Extract the line that contains "the man's arm" and every line after it to the end of the records below, exactly as written and nothing else.

-- Start of DATA FOR THE TASK --

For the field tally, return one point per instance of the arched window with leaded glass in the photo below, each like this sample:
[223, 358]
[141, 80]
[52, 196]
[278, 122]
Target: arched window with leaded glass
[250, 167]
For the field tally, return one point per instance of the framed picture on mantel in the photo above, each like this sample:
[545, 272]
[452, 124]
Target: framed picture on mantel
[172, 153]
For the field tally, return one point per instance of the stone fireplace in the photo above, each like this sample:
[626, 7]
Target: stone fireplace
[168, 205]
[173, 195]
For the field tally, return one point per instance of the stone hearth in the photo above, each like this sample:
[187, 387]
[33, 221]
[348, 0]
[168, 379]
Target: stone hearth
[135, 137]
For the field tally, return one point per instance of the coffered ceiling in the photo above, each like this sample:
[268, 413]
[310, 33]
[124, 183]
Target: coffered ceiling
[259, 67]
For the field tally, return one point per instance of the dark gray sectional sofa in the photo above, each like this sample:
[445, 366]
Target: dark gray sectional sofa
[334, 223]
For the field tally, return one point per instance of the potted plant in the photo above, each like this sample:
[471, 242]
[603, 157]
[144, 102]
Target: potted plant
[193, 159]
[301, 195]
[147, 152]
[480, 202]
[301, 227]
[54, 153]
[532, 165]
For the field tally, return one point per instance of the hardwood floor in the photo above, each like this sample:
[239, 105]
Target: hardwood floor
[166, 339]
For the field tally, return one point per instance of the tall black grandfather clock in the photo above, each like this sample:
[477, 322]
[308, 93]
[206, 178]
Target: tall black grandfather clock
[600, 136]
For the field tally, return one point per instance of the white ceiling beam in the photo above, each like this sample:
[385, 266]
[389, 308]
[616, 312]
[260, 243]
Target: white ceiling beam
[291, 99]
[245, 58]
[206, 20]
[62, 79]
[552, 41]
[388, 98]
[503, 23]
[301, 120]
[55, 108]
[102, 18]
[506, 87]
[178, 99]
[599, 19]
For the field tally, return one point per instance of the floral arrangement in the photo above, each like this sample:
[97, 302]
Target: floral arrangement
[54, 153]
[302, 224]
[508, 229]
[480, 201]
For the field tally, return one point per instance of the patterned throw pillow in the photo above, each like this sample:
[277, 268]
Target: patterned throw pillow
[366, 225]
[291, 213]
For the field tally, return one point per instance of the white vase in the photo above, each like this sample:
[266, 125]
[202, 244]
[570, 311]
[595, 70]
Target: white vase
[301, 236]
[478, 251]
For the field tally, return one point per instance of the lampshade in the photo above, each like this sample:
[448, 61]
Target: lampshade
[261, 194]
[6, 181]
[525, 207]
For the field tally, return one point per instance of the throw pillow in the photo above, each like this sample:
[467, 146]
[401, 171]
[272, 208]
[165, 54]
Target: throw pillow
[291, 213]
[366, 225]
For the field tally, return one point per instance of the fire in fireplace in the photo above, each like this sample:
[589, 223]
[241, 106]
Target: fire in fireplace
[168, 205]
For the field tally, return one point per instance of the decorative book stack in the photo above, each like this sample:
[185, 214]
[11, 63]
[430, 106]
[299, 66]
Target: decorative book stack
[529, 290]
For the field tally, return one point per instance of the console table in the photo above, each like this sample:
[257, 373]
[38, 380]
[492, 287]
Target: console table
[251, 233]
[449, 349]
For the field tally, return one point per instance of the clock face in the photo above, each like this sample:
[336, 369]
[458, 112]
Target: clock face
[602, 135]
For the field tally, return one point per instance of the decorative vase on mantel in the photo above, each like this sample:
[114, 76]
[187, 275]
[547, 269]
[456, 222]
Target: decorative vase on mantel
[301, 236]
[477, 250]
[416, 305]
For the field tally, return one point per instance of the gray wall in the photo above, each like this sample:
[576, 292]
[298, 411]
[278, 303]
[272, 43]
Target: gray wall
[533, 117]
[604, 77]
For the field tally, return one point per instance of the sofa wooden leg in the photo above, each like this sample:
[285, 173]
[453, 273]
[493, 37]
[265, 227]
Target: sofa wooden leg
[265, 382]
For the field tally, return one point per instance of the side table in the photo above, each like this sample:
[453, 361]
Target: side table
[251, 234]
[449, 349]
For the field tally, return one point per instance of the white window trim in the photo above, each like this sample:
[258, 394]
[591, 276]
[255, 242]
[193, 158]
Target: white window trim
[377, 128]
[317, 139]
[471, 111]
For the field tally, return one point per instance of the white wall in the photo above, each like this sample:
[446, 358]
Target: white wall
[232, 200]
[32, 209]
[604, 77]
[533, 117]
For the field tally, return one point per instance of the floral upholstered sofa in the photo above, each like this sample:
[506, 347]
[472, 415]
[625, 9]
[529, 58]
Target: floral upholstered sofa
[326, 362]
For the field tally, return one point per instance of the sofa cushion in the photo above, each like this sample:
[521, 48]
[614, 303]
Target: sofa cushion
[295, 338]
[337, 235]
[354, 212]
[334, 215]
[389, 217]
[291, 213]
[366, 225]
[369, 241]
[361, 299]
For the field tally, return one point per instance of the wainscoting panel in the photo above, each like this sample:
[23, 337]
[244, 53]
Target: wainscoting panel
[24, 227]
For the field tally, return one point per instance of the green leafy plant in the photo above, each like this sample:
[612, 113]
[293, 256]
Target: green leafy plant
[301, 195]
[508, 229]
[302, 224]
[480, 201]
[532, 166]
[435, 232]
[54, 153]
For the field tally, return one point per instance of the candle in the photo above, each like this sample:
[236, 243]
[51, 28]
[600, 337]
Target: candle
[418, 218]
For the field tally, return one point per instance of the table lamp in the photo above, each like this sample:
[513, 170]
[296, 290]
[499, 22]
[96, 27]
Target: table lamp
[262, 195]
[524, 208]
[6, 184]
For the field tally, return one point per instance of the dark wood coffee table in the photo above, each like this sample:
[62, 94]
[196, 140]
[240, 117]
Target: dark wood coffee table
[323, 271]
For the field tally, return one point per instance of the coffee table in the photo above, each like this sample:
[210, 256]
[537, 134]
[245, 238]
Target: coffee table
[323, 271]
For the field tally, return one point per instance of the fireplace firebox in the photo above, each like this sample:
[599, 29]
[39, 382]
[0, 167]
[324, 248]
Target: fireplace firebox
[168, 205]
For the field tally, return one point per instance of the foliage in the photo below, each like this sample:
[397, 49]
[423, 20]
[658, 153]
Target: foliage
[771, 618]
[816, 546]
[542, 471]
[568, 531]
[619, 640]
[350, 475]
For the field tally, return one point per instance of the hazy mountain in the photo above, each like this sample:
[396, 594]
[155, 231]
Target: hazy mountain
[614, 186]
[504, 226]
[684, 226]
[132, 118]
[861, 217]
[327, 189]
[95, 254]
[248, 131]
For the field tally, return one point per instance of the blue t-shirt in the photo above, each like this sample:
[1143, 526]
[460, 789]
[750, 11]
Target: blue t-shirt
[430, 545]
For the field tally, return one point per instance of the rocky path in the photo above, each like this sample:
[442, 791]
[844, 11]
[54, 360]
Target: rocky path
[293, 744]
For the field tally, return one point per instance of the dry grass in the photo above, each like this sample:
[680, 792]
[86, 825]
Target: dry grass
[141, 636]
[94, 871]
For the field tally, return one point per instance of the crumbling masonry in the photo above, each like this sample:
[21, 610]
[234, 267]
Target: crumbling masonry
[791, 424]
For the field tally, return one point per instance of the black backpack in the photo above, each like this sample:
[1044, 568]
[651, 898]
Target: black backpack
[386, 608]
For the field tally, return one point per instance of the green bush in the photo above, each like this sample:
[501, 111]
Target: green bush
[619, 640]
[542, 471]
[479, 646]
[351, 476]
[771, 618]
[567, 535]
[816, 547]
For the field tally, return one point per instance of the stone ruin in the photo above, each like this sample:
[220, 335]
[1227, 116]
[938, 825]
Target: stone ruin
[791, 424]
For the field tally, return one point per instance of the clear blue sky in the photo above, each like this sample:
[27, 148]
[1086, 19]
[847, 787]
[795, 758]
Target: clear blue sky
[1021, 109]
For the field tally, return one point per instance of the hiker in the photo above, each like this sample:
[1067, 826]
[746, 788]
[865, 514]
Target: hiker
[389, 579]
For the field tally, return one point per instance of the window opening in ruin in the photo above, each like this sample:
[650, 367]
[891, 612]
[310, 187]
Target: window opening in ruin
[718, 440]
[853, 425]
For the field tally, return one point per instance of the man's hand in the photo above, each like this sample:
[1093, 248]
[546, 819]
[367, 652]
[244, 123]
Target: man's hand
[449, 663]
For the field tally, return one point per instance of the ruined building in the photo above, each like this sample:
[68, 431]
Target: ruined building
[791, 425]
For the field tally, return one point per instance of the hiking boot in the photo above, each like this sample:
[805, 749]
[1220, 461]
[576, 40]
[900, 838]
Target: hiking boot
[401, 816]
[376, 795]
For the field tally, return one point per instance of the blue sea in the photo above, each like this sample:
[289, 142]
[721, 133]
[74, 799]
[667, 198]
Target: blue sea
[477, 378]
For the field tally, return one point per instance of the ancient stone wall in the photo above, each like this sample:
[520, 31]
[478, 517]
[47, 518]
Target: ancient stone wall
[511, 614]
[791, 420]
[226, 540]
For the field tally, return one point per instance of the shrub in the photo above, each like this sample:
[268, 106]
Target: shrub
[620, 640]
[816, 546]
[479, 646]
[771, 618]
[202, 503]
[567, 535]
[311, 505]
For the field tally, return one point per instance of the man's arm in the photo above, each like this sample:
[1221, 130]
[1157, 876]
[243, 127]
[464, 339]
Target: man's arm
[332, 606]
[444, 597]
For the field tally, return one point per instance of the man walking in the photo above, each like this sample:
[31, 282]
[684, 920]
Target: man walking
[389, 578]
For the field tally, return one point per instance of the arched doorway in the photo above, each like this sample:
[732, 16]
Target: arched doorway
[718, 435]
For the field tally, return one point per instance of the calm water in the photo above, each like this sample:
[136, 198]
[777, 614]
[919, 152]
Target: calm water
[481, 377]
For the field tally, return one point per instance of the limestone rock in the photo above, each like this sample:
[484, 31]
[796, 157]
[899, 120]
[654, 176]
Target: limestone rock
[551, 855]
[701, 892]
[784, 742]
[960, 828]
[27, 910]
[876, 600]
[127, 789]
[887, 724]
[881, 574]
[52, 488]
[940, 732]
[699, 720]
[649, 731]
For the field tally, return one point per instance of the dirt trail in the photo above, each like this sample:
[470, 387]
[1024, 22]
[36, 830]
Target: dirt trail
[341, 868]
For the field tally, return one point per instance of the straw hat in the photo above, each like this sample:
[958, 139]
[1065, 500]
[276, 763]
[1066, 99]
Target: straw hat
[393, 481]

-- End of DATA FOR THE TASK --

ANSWER TO THE EXERCISE:
For the field tally, return one point per instance of the man's arm in the photo above, each like this sample:
[1221, 130]
[1157, 876]
[243, 127]
[464, 339]
Target: man's arm
[332, 606]
[444, 597]
For the field tally, return one point per instance of the man walking in the photo above, each like this sample:
[31, 282]
[684, 920]
Target: man walking
[389, 578]
For the field tally, return one point per instance of the arched doorway in the photo above, each like this sample:
[732, 16]
Target: arched doorway
[718, 435]
For the field tally, return one point per instance of the calm water in the photo above, each like this sample:
[136, 198]
[777, 614]
[919, 152]
Target: calm water
[481, 377]
For the field tally, return one point per instance of the limestone rock in the photo above, each like this sample:
[484, 31]
[796, 157]
[899, 120]
[654, 176]
Target: limestone rock
[551, 855]
[701, 892]
[784, 742]
[960, 828]
[27, 910]
[876, 600]
[127, 789]
[887, 724]
[881, 574]
[52, 488]
[940, 732]
[699, 720]
[649, 731]
For the field tally, return one point per instance of the dirt trail in the photo above, each like this sample:
[470, 387]
[1024, 22]
[36, 830]
Target: dirt trail
[341, 868]
For the field tally, return one point per instance of the straw hat in the photo above, each like this sample:
[958, 139]
[1065, 500]
[276, 763]
[1066, 99]
Target: straw hat
[393, 481]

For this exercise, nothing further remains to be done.